### Passage to read
This application claims priority to the European application No. 02018598.9 EP, filed Dec. 19, 2002 under the European Patent Convention and which is incorporated by reference herein in its entirety.

FIELD OF THE INVENTION

The invention relates to a flow control body for separate control of a cooling fluid inflow and a cooling fluid outflow for combustion chambers with a closed cooling system for turbines.

BACKGROUND OF THE INVENTION

Combustion chambers with a closed cooling system for turbines can have walls made, for example, of a hollow tile construction. Known constructions of this kind comprise a central fixing element, a circular feed system and a circular discharge system for a cooling fluid. In such an arrangement, the circular feed system and the circular discharge system for the cooling fluid are separated by means of a rotationally symmetrical flow control body. Because of the intercrossing feed and discharge systems this known form of construction necessitates a very complex design of the outer wall of the combustion chamber.

SUMMARY OF THE INVENTION

Proceeding from this prior art, the object of the invention is to develop a flow control body of the type referred to above such that a simplified construction of the outer wall of the combustion chamber is possible. Also to be specified is an improved flow control structure for supplying cooling fluid in a combustion chamber with a closed cooling system for a turbine.

This object is achieved in that it is proposed with the invention for a flow control body of the type referred to above that the flow control body has a cross-section with a non-rotationally symmetrical cross-sectional shape in a flow control section.

### Given task 1
According to the patent text, what separates the circular feed system from the circular discharge system in the known construction?
### Given task 2
Condense the paragraph of the patent text that begins "Combustion chambers with a closed cooling system" into a bulleted list that retains its main facts.
### Given task 3
Output the stretch of the patent text from "This application claims" through "system for turbines.", copied exactly.

### Given records

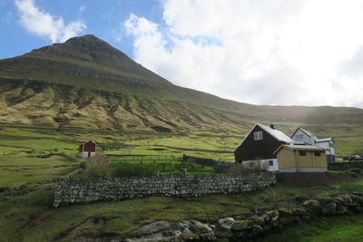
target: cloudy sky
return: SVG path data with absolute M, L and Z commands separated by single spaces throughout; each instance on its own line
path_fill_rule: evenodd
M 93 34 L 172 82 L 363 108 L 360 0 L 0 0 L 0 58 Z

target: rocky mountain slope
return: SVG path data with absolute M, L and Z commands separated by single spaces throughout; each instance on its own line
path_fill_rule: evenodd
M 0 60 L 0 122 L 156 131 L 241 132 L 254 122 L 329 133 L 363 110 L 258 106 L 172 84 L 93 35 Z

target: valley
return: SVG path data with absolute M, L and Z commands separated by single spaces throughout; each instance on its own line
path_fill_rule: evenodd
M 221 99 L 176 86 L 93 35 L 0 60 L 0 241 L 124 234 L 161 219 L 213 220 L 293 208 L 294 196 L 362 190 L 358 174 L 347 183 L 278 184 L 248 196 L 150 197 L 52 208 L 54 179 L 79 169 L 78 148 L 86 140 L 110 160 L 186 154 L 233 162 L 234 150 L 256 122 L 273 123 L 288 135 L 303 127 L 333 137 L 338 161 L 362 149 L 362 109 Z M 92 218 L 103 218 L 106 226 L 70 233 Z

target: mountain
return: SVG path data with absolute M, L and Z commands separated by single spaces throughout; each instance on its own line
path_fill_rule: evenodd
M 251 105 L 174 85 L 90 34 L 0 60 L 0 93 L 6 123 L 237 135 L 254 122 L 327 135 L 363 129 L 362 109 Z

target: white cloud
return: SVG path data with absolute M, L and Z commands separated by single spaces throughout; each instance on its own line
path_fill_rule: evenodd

### Output 1
A rotationally symmetrical flow control body.

### Output 2
- Combustion chambers with a closed cooling system for turbines may have walls of hollow tile construction, for example.
- Known constructions of this kind have a central fixing element, a circular feed system and a circular discharge system for a cooling fluid.
- A rotationally symmetrical flow control body separates the feed system from the discharge system.
- Because the feed and discharge systems cross each other, the outer wall of the combustion chamber requires a very complex design.

### Output 3
This application claims priority to the European application No. 02018598.9 EP, filed Dec. 19, 2002 under the European Patent Convention and which is incorporated by reference herein in its entirety.

FIELD OF THE INVENTION

The invention relates to a flow control body for separate control of a cooling fluid inflow and a cooling fluid outflow for combustion chambers with a closed cooling system for turbines.